• _Input material_
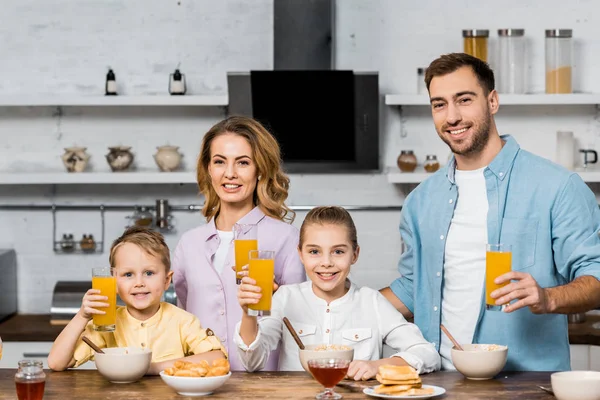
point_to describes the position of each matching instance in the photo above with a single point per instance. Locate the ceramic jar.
(75, 159)
(431, 163)
(168, 158)
(119, 158)
(407, 161)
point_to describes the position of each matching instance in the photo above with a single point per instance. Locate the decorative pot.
(75, 159)
(168, 158)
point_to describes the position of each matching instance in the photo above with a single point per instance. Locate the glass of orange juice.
(498, 261)
(104, 280)
(262, 270)
(245, 239)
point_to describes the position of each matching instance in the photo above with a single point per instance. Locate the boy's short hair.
(151, 241)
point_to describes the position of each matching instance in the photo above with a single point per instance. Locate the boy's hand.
(248, 293)
(92, 300)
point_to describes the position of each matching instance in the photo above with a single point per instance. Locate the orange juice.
(242, 248)
(496, 263)
(263, 271)
(108, 287)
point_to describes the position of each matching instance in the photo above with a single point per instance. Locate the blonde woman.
(240, 176)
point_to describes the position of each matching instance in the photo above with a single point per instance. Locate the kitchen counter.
(29, 328)
(275, 385)
(37, 328)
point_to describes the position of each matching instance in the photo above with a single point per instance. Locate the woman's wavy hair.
(272, 187)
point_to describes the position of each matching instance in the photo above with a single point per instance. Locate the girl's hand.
(91, 302)
(360, 370)
(244, 272)
(248, 293)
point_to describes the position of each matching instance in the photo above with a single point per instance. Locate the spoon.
(545, 389)
(288, 325)
(92, 345)
(456, 344)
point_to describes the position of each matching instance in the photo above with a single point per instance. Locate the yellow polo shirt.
(170, 333)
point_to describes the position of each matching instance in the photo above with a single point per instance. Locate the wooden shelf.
(95, 178)
(103, 101)
(505, 99)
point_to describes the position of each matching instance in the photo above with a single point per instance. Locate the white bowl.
(479, 361)
(192, 386)
(309, 353)
(576, 385)
(123, 364)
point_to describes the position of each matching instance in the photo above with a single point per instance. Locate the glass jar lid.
(511, 32)
(559, 33)
(476, 33)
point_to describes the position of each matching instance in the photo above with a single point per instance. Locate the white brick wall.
(64, 47)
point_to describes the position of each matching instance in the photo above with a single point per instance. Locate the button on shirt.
(170, 333)
(362, 319)
(212, 296)
(550, 218)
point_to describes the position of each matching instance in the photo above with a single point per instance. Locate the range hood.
(325, 120)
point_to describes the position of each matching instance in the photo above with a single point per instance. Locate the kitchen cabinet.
(13, 352)
(585, 357)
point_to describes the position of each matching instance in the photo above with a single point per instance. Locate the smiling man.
(492, 191)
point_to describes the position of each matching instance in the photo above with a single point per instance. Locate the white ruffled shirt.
(362, 318)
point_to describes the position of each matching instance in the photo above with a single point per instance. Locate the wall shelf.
(395, 176)
(123, 100)
(505, 99)
(95, 178)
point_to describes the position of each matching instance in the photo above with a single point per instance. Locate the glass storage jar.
(511, 61)
(559, 61)
(431, 163)
(407, 161)
(30, 380)
(475, 42)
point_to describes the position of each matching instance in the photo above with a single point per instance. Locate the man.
(492, 191)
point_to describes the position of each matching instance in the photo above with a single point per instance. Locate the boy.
(141, 263)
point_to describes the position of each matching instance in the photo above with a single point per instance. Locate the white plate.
(436, 392)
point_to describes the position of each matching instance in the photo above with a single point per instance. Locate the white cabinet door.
(580, 357)
(13, 352)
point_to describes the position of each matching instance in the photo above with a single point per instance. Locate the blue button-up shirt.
(546, 213)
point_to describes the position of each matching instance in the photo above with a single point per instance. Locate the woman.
(240, 176)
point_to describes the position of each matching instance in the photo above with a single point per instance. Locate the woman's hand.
(360, 370)
(248, 293)
(91, 302)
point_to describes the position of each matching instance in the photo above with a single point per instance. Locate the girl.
(240, 176)
(330, 309)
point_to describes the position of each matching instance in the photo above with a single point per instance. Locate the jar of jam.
(431, 163)
(30, 380)
(407, 161)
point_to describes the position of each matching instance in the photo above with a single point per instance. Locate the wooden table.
(89, 384)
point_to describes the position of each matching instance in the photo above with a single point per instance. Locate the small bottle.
(431, 163)
(559, 61)
(511, 61)
(421, 88)
(30, 380)
(177, 83)
(475, 42)
(67, 243)
(407, 161)
(111, 83)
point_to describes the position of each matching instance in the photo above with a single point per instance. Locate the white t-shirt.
(362, 319)
(226, 237)
(464, 266)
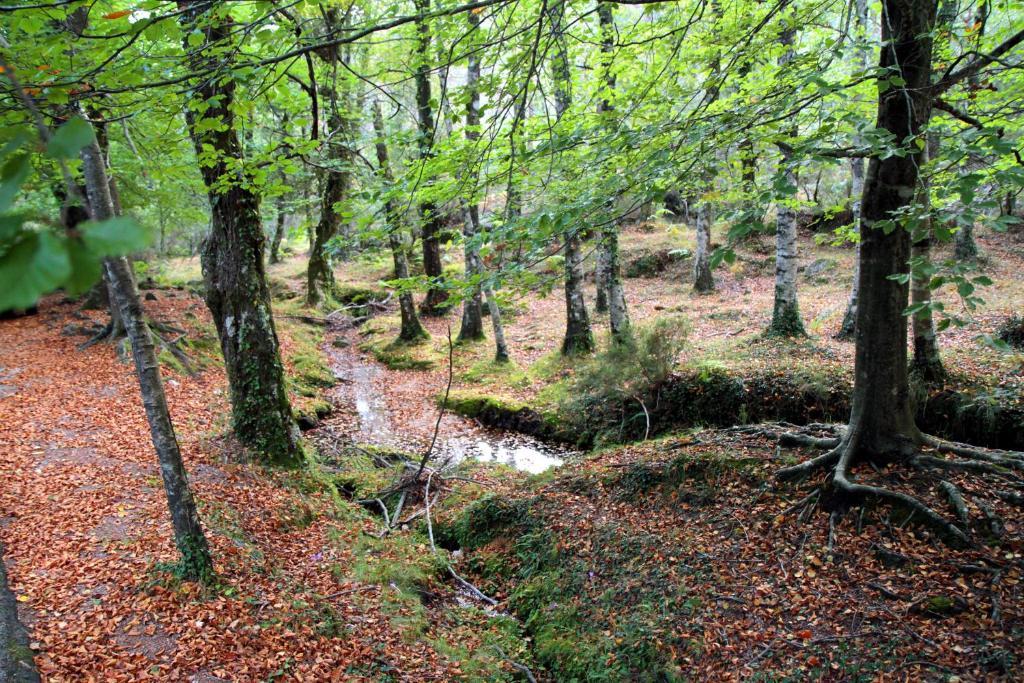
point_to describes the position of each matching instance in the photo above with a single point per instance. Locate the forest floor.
(672, 557)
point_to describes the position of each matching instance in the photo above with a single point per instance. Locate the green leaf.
(37, 264)
(115, 237)
(11, 176)
(86, 268)
(70, 138)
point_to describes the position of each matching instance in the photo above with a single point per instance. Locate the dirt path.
(84, 526)
(398, 409)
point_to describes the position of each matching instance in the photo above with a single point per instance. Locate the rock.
(307, 422)
(818, 267)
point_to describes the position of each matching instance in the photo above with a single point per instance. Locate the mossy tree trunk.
(471, 328)
(607, 253)
(411, 328)
(431, 220)
(785, 311)
(882, 426)
(847, 327)
(704, 281)
(927, 363)
(196, 561)
(231, 256)
(579, 337)
(337, 177)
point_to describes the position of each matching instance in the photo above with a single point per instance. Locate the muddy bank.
(391, 409)
(722, 398)
(15, 657)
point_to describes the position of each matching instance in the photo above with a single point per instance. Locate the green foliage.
(36, 259)
(629, 372)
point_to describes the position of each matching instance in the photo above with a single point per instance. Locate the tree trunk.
(430, 217)
(472, 307)
(785, 312)
(501, 347)
(579, 338)
(279, 231)
(196, 561)
(882, 426)
(237, 292)
(337, 180)
(411, 328)
(610, 283)
(704, 282)
(965, 248)
(847, 328)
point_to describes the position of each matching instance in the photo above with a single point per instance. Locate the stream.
(391, 410)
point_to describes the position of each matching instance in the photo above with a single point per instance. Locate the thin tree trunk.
(196, 561)
(279, 231)
(411, 328)
(237, 291)
(472, 307)
(579, 338)
(847, 328)
(927, 363)
(785, 312)
(501, 347)
(430, 216)
(704, 282)
(610, 283)
(337, 181)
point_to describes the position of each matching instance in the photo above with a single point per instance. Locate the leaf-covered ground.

• _Task requirements_
Give the lines from the one containing "Locate the stream." through the end of the entries again, exactly as written and with no other lines.

• _Complete answer_
point_to describes the position of each matching instance in the photo above with a single point per instance. Locate the stream.
(391, 410)
point_to describes the position of each matching instance in the photo above with a single point per instance. Locate the thin tree trunk.
(196, 561)
(279, 231)
(411, 328)
(237, 291)
(472, 307)
(579, 338)
(847, 328)
(927, 363)
(785, 312)
(501, 347)
(430, 216)
(704, 282)
(610, 283)
(337, 181)
point_to describes the position of each matching instance in the photo above with a single point per instance. Locate the leaf-covered ground.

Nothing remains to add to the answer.